2. Edinboro - Not an easy call to have Edinboro behind Minnesota, but Minny’s volume trumps Edinboro’s excellence.  Mitchell Port leads the way as a 4-year starter going R12, 2nd, 3rd and 2nd. Then there’s AJ Schopp, another 4 year starter and a 3-time All American.  Dave Habat came on strong at the end with 2 AA finishes and a trip to the NCAA finals.  Kory Mines provided strong start duty at 125 for Edinboro.

3. Iowa - Though Iowa’s #1 class (at the time) didn’t quite measure up to its original billing. The Hawkeye’s made good use of this class.  Mike Evans and Bobby Telford were both strong, 4 year starters and 3-time All Americans. Though Josh Dziewa, Nick Moore and Mike Kelly’s time at Iowa didn’t produce a single podium trip, they got multiple years of quality starting duty from all three.

4. Ohio State - How do you measure the value of a 4-time NCAA champion as it pertains to a recruiting class rewind?  That was a tough decision, but when you factor in Logan’s 4 year historic run (which netted massive NCAA points) along with a very solid contribution from Josh Demas for four years, you can slot that somewhere in the top five.  Even if it's only two guys, having Logan is irreplaceable.
########
## WRITTEN PROBLEM 1
Reproduce the wrestling recruiting passage in full, word for word.
The rows that come next have nothing to do with the wrestling recruiting passage.
########
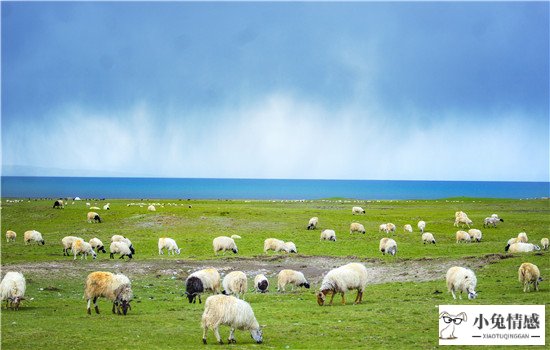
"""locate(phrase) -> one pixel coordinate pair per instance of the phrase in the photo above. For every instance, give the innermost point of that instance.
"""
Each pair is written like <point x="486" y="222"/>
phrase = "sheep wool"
<point x="341" y="280"/>
<point x="232" y="312"/>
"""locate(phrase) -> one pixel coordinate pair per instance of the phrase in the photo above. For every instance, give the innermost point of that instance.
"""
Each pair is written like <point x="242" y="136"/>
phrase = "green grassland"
<point x="393" y="314"/>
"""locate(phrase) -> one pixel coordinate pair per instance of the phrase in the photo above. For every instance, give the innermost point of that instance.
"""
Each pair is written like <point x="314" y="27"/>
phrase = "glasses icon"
<point x="456" y="321"/>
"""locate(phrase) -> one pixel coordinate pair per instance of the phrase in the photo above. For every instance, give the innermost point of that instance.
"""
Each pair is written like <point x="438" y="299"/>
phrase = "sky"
<point x="357" y="90"/>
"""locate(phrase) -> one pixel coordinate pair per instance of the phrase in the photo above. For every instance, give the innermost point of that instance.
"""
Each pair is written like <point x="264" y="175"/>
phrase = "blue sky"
<point x="403" y="90"/>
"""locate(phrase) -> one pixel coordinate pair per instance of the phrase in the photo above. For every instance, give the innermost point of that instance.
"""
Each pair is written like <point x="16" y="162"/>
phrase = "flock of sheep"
<point x="231" y="309"/>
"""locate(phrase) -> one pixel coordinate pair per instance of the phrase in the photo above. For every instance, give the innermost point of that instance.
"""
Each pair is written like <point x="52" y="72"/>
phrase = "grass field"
<point x="400" y="304"/>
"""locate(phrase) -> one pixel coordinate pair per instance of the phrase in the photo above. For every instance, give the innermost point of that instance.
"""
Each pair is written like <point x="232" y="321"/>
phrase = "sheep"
<point x="93" y="217"/>
<point x="119" y="238"/>
<point x="84" y="248"/>
<point x="543" y="243"/>
<point x="341" y="280"/>
<point x="224" y="243"/>
<point x="357" y="210"/>
<point x="421" y="225"/>
<point x="120" y="248"/>
<point x="388" y="245"/>
<point x="261" y="283"/>
<point x="33" y="235"/>
<point x="356" y="227"/>
<point x="427" y="237"/>
<point x="521" y="247"/>
<point x="235" y="283"/>
<point x="10" y="236"/>
<point x="97" y="244"/>
<point x="116" y="288"/>
<point x="461" y="279"/>
<point x="475" y="234"/>
<point x="232" y="312"/>
<point x="12" y="289"/>
<point x="313" y="223"/>
<point x="294" y="278"/>
<point x="201" y="281"/>
<point x="67" y="243"/>
<point x="462" y="236"/>
<point x="529" y="273"/>
<point x="169" y="244"/>
<point x="328" y="235"/>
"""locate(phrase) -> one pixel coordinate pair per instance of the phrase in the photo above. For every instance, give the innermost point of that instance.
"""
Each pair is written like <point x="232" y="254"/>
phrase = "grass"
<point x="394" y="314"/>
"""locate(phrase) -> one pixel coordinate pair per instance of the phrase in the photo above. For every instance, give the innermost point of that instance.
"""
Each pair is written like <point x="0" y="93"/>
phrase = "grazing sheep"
<point x="232" y="312"/>
<point x="356" y="227"/>
<point x="357" y="210"/>
<point x="97" y="245"/>
<point x="236" y="283"/>
<point x="33" y="235"/>
<point x="521" y="247"/>
<point x="462" y="236"/>
<point x="169" y="244"/>
<point x="93" y="217"/>
<point x="388" y="245"/>
<point x="529" y="273"/>
<point x="475" y="234"/>
<point x="294" y="278"/>
<point x="421" y="225"/>
<point x="427" y="237"/>
<point x="12" y="289"/>
<point x="342" y="279"/>
<point x="543" y="243"/>
<point x="261" y="283"/>
<point x="84" y="248"/>
<point x="328" y="235"/>
<point x="224" y="243"/>
<point x="461" y="279"/>
<point x="201" y="281"/>
<point x="313" y="223"/>
<point x="10" y="236"/>
<point x="67" y="243"/>
<point x="116" y="288"/>
<point x="120" y="248"/>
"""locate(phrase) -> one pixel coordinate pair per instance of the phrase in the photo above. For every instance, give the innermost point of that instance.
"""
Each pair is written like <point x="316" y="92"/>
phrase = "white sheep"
<point x="12" y="289"/>
<point x="261" y="283"/>
<point x="292" y="277"/>
<point x="461" y="279"/>
<point x="116" y="288"/>
<point x="529" y="273"/>
<point x="313" y="223"/>
<point x="388" y="245"/>
<point x="328" y="235"/>
<point x="356" y="227"/>
<point x="428" y="237"/>
<point x="224" y="243"/>
<point x="169" y="244"/>
<point x="342" y="279"/>
<point x="84" y="248"/>
<point x="201" y="281"/>
<point x="475" y="234"/>
<point x="357" y="210"/>
<point x="33" y="235"/>
<point x="10" y="236"/>
<point x="232" y="312"/>
<point x="120" y="248"/>
<point x="235" y="283"/>
<point x="462" y="236"/>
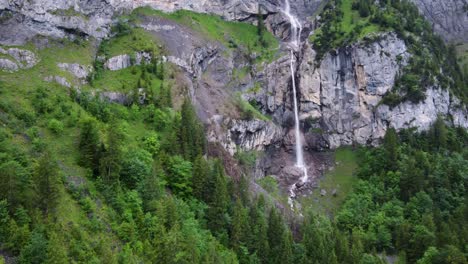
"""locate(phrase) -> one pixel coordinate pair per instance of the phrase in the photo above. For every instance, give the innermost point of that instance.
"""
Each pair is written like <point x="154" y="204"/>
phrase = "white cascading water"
<point x="295" y="40"/>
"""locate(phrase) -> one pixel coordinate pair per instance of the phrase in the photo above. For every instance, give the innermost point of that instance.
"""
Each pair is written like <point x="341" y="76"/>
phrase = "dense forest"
<point x="84" y="180"/>
<point x="176" y="205"/>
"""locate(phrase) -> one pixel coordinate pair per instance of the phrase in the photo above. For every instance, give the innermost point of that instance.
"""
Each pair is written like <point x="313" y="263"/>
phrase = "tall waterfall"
<point x="294" y="44"/>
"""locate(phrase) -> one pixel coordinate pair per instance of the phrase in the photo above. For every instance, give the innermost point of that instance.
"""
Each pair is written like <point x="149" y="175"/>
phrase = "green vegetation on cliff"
<point x="85" y="180"/>
<point x="432" y="63"/>
<point x="235" y="35"/>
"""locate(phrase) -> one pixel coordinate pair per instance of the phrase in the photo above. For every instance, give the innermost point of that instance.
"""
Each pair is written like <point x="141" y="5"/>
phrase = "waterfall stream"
<point x="294" y="44"/>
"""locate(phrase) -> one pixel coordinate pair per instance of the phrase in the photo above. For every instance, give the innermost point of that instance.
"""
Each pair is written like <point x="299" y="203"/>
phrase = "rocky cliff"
<point x="449" y="18"/>
<point x="340" y="99"/>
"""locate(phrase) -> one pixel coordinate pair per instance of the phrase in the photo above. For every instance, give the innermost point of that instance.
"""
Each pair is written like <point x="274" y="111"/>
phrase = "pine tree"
<point x="391" y="148"/>
<point x="240" y="228"/>
<point x="89" y="145"/>
<point x="261" y="27"/>
<point x="217" y="198"/>
<point x="199" y="178"/>
<point x="259" y="238"/>
<point x="14" y="183"/>
<point x="56" y="252"/>
<point x="277" y="238"/>
<point x="191" y="134"/>
<point x="112" y="157"/>
<point x="47" y="182"/>
<point x="439" y="133"/>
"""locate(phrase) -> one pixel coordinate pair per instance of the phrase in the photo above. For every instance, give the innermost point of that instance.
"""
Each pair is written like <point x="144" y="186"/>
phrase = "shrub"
<point x="55" y="126"/>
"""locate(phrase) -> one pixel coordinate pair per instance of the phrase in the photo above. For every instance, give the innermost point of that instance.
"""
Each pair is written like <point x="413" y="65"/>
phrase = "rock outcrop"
<point x="449" y="18"/>
<point x="126" y="60"/>
<point x="244" y="134"/>
<point x="79" y="71"/>
<point x="24" y="19"/>
<point x="343" y="94"/>
<point x="17" y="59"/>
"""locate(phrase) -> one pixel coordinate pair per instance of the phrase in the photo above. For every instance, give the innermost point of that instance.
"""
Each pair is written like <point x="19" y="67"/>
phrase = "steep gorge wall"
<point x="449" y="18"/>
<point x="339" y="99"/>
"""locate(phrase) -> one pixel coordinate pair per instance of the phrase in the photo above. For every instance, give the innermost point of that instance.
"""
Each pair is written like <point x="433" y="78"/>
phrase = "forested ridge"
<point x="86" y="180"/>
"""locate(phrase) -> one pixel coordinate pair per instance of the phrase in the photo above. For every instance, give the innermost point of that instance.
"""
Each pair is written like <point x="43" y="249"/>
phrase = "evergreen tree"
<point x="277" y="239"/>
<point x="391" y="148"/>
<point x="261" y="28"/>
<point x="217" y="199"/>
<point x="56" y="252"/>
<point x="110" y="162"/>
<point x="191" y="134"/>
<point x="199" y="178"/>
<point x="35" y="251"/>
<point x="47" y="181"/>
<point x="240" y="229"/>
<point x="259" y="238"/>
<point x="439" y="133"/>
<point x="89" y="145"/>
<point x="14" y="183"/>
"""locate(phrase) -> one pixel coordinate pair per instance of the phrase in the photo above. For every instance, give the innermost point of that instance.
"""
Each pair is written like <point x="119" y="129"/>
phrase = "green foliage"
<point x="346" y="21"/>
<point x="179" y="176"/>
<point x="136" y="165"/>
<point x="343" y="22"/>
<point x="55" y="126"/>
<point x="191" y="132"/>
<point x="35" y="251"/>
<point x="47" y="180"/>
<point x="247" y="110"/>
<point x="56" y="251"/>
<point x="404" y="205"/>
<point x="235" y="35"/>
<point x="90" y="145"/>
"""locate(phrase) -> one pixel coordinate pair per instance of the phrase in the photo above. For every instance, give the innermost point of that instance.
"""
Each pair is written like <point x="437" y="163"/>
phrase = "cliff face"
<point x="21" y="20"/>
<point x="339" y="98"/>
<point x="344" y="94"/>
<point x="448" y="17"/>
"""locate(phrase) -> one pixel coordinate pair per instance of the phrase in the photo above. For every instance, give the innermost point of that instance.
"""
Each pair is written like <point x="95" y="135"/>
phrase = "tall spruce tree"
<point x="47" y="183"/>
<point x="89" y="145"/>
<point x="200" y="177"/>
<point x="217" y="197"/>
<point x="191" y="134"/>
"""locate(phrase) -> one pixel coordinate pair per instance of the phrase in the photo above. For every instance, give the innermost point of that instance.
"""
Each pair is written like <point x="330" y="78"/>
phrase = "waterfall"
<point x="294" y="44"/>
########
## WRITTEN PROBLEM 2
Locate each line in the rows containing the string "waterfall", matching case, and copy those lines out.

## FULL OUTPUT 1
2. Edinboro - Not an easy call to have Edinboro behind Minnesota, but Minny’s volume trumps Edinboro’s excellence.  Mitchell Port leads the way as a 4-year starter going R12, 2nd, 3rd and 2nd. Then there’s AJ Schopp, another 4 year starter and a 3-time All American.  Dave Habat came on strong at the end with 2 AA finishes and a trip to the NCAA finals.  Kory Mines provided strong start duty at 125 for Edinboro.

3. Iowa - Though Iowa’s #1 class (at the time) didn’t quite measure up to its original billing. The Hawkeye’s made good use of this class.  Mike Evans and Bobby Telford were both strong, 4 year starters and 3-time All Americans. Though Josh Dziewa, Nick Moore and Mike Kelly’s time at Iowa didn’t produce a single podium trip, they got multiple years of quality starting duty from all three.

4. Ohio State - How do you measure the value of a 4-time NCAA champion as it pertains to a recruiting class rewind?  That was a tough decision, but when you factor in Logan’s 4 year historic run (which netted massive NCAA points) along with a very solid contribution from Josh Demas for four years, you can slot that somewhere in the top five.  Even if it's only two guys, having Logan is irreplaceable.

## FULL OUTPUT 2
phrase = "tall waterfall"
phrase = "waterfall stream"
phrase = "waterfall"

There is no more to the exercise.